==== Material for this task

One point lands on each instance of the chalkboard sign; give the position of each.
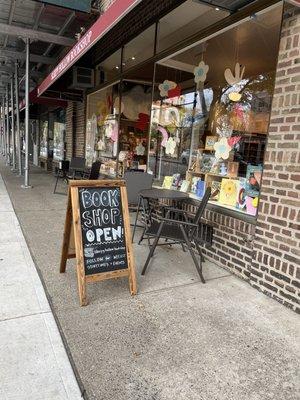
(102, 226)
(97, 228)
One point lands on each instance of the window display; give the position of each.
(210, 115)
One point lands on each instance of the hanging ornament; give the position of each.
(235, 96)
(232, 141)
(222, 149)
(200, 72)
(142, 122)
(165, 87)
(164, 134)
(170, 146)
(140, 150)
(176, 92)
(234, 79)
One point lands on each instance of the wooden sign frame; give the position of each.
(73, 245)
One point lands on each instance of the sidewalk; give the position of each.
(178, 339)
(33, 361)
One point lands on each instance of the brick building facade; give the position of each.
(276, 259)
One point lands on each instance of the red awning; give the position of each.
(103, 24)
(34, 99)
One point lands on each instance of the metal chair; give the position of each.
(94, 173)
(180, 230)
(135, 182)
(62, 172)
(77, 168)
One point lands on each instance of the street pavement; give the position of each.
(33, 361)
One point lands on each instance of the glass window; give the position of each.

========
==== Material for this task

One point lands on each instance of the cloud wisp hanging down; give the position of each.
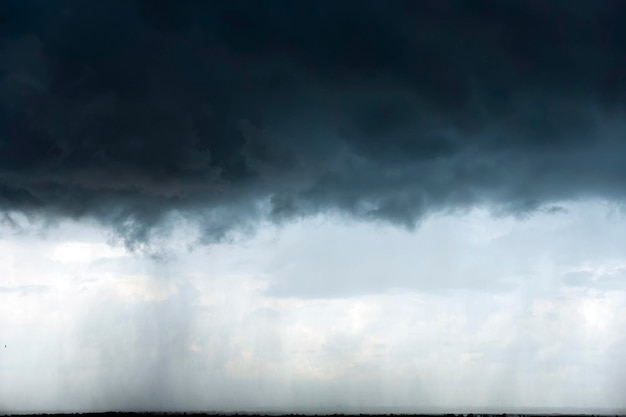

========

■ Task directions ■
Which rows contain the word "lands"? Copy each of them out in full.

■ Solution to this exercise ■
One point lands on each instance of the chalkboard sign; give the position of each.
One point lands on each instance of the window display; give the position of each.
One point lands on each instance of the hanging ornament; give the position of each.
One point lands on each instance of the wooden sign frame; give the position of each.
One point lands on each instance of the sidewalk; give the position of each.
One point lands on each instance of the brick building facade; give the position of each.
One point lands on each instance of the red awning; give the position of each.
One point lands on each instance of the metal chair; give the position of each.
One point lands on each instance of the street pavement; give the position of each.
One point lands on each instance of the glass window; give the position of each.
One point lands on each instance of the cloud wisp hanging down; give the position of each.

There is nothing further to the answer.